### PARTES DO EXERCÍCIO
A: Transcreva do trecho sobre o Aedes aegypti a parte que vai de "O mosquito tem" até "inofensivo para humanos.".
B: Com base no trecho sobre o Aedes aegypti, responda:
(i) Em que revista foi publicado o artigo de Jeffrey Powell?
(ii) Que doenças o Aedes aegypti aegypti transmite?
(iii) Onde vivia historicamente o Aedes aegypti formosus?

### TRECHO DA PÁGINA
——————

Já há sinais de que o Aedes aegypti está se espalhando pelo mundo e colocando em risco novas populações humanas, de acordo com um artigo científico publicado nesta quinta-feira (24), na revista Science. O autor do artigo, Jeffrey Powell, biólogo evolutivo da Universidade de Yale, nos Estados Unidos, afirma também que duas subespécies do mosquito já convivem em áreas geográficas sobrepostas e estão gerando híbridos – o que pode expandir o alcance das doenças transmitidas pelo inseto.
O mosquito tem duas subespécies. O Aedes aegypti aegypti (AAA), a subespécie que existe no Brasil, historicamente só era encontrada ao longo do ano todo em regiões tropicais e subtropicais fora da África. Por preferir o sangue humano e consequentemente ter se adaptado às áreas urbanas, o AAA transmite doenças como dengue, chikungunya e zika. A outra subespécie, o Aedes aegypti formosus (AAF), que historicamente vivia apenas em florestas da África, alimenta-se preferencialmente do sangue de animais e por isso é considerado inofensivo para humanos.
De acordo com Powell, no entanto, as duas subespécies começaram a se sobrepor em certas áreas da África e, em algumas delas, já estão produzido híbridos. “Claramente, a simples dicotomia dos dois subtipos distintos de Aedes aegypti foi demolida. Suas distribuições geográficas estão começando a se sobrepor e eles estão se hibridizando. Ecologicamente, eles não podem mais ser claramente separados”, explicou Powell.

——————

### MATERIAL FORNECIDO
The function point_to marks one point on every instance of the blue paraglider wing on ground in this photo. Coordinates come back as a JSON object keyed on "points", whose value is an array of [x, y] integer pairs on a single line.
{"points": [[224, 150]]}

——————

### RESPOSTAS POR TAREFA
A:
O mosquito tem duas subespécies. O Aedes aegypti aegypti (AAA), a subespécie que existe no Brasil, historicamente só era encontrada ao longo do ano todo em regiões tropicais e subtropicais fora da África. Por preferir o sangue humano e consequentemente ter se adaptado às áreas urbanas, o AAA transmite doenças como dengue, chikungunya e zika. A outra subespécie, o Aedes aegypti formosus (AAF), que historicamente vivia apenas em florestas da África, alimenta-se preferencialmente do sangue de animais e por isso é considerado inofensivo para humanos.

B:
(i) Na revista Science.
(ii) Dengue, chikungunya e zika.
(iii) Apenas em florestas da África.